▶ Page extract:
+-------+
CLI Overview

mate-cli is a CLI for interacting with the REST API. The Python APIs that mate-cli uses under the hood can be found under the MATE REST Client API documentation.

For the detailed reference manual for mate-cli see Command-Line Tools Reference.

Installing mate-cli


The steps below can be skipped entirely by using the version hosted on PyPI instead:

$ python -m pip install mate-cli
$ mate-cli --help


If you are running an interactive shell inside the mate-dist Docker environment, then mate-cli should already be available on your $PATH. You do not need to follow the steps below.

mate-cli is designed to be usable outside of the normal MATE runtime environment.

This means that you can use it on your local development machine, without Docker, as long as you have a few basic runtime requirements: Python 3 (3.8+) and pip.
+-------+
▶ Supplied data:
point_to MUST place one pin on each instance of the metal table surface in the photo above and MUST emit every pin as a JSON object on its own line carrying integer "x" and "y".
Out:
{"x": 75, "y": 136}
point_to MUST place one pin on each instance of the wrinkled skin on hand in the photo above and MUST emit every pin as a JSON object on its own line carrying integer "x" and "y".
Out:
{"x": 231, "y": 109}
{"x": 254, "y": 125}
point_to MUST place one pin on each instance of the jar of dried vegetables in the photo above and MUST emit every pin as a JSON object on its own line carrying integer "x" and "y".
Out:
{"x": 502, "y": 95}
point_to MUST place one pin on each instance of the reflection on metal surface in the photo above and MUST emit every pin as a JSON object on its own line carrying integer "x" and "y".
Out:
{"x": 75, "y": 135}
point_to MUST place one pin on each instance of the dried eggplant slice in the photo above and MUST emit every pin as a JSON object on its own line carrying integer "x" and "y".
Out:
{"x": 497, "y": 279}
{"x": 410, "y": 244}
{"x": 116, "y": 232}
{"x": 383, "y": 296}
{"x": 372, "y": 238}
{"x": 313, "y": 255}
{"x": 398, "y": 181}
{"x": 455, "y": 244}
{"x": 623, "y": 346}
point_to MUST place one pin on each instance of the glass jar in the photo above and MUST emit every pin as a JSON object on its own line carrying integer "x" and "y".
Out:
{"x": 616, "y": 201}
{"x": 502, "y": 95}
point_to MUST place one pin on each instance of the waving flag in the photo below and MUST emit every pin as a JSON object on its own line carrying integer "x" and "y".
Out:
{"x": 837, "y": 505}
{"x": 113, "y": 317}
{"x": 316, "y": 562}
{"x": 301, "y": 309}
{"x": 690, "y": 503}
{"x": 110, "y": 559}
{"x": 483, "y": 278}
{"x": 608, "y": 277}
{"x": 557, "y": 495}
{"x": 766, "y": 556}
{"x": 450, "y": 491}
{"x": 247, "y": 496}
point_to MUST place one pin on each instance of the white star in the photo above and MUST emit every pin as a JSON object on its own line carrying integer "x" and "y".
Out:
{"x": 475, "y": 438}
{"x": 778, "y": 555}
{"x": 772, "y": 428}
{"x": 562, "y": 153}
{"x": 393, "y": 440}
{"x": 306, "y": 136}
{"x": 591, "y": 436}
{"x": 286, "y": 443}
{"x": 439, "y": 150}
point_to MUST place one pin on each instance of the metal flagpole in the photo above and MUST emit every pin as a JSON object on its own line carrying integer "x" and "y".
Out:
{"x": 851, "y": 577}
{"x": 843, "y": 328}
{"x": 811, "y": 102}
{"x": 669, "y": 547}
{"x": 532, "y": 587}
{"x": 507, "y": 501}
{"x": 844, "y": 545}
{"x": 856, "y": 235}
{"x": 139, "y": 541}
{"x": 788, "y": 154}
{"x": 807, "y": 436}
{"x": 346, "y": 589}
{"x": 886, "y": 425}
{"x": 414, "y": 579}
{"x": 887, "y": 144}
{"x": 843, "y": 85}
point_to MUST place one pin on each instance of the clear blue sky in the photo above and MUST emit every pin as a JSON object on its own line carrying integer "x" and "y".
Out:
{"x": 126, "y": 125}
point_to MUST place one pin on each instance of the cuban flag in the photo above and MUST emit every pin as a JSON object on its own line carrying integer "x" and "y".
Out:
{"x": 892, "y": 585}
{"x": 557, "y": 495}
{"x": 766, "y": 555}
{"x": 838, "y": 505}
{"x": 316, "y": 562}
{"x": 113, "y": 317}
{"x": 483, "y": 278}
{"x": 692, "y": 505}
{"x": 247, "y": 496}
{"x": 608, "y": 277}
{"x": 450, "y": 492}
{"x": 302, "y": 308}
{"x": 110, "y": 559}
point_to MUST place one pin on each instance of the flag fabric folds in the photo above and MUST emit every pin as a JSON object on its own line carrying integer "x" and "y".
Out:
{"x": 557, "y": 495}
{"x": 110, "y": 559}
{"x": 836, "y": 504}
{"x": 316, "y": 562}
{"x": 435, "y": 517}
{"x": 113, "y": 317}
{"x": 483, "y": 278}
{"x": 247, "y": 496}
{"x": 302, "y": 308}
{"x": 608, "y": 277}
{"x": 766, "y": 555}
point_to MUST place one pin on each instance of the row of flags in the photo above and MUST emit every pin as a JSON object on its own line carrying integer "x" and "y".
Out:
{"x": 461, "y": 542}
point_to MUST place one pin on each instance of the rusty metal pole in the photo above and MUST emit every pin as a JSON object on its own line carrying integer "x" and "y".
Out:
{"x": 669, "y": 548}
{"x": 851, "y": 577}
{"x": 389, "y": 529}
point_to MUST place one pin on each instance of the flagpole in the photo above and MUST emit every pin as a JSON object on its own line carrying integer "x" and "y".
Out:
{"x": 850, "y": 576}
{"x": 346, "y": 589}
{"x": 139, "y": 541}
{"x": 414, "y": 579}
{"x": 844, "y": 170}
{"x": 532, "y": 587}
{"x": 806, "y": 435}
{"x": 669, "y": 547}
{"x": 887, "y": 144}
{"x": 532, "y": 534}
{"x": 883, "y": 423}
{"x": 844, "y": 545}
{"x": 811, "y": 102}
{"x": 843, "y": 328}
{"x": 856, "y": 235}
+-------+
▶ Written instruction: Please copy the mate-cli overview from "The steps below can" to "MATE runtime environment.", replacing "interactive shell" with "terminal session". The listing above comes from a separate source.

▶ Right answer:
The steps below can be skipped entirely by using the version hosted on PyPI instead:

$ python -m pip install mate-cli
$ mate-cli --help


If you are running an terminal session inside the mate-dist Docker environment, then mate-cli should already be available on your $PATH. You do not need to follow the steps below.

mate-cli is designed to be usable outside of the normal MATE runtime environment.